Extract to read:
=== Begin Enclosure ===
3. During this period habits become permanent.
The pathways traced through childhood and adolescence become settled, the cells gradually lose power to change, and by the close of Adolescence, character is practically determined, unless a Divine power “makes all things new.”
4. The influence of heredity is strongly felt during the early part of Adolescence.
A child may be defrauded of his inheritance in stocks and bonds and estates, but the bequest of tendencies to which his parents and grandparents and the long line back have made him heir, can not be diverted.
There is danger of over-emphasizing the doctrine of heredity and lessening the sense of personal responsibility for conduct. There is also danger of minimizing it, and consequently failing to give the help that many a life needs in its effort to overcome an evil inheritance.
Heredity means simply a pull upon the life in a certain direction, because of the way those before have lived. It is easier to climb upward, if “the hands of twenty generations are reached down from the heights to help, than as if they reached up from below to drag down.” But whatever the inherited tendencies, any life may have the “antithetic heredity,” which is a part of its glorious inheritance in Jesus Christ.
5. This period contains the largest number of first commitments for crime.
Three coincident facts demand serious and careful consideration.
First. The greatest number of first commitments occur from twelve to sixteen.
=== End Enclosure ===
Exercise: Copy out the passage on adolescence word for word, from start to finish. The data that comes next has no connection to the passage on adolescence.

Collected material:
=== Begin Enclosure ===
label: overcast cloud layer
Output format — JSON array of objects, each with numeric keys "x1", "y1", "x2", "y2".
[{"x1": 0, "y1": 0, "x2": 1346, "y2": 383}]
=== End Enclosure ===
Solution:
3. During this period habits become permanent.
The pathways traced through childhood and adolescence become settled, the cells gradually lose power to change, and by the close of Adolescence, character is practically determined, unless a Divine power “makes all things new.”
4. The influence of heredity is strongly felt during the early part of Adolescence.
A child may be defrauded of his inheritance in stocks and bonds and estates, but the bequest of tendencies to which his parents and grandparents and the long line back have made him heir, can not be diverted.
There is danger of over-emphasizing the doctrine of heredity and lessening the sense of personal responsibility for conduct. There is also danger of minimizing it, and consequently failing to give the help that many a life needs in its effort to overcome an evil inheritance.
Heredity means simply a pull upon the life in a certain direction, because of the way those before have lived. It is easier to climb upward, if “the hands of twenty generations are reached down from the heights to help, than as if they reached up from below to drag down.” But whatever the inherited tendencies, any life may have the “antithetic heredity,” which is a part of its glorious inheritance in Jesus Christ.
5. This period contains the largest number of first commitments for crime.
Three coincident facts demand serious and careful consideration.
First. The greatest number of first commitments occur from twelve to sixteen.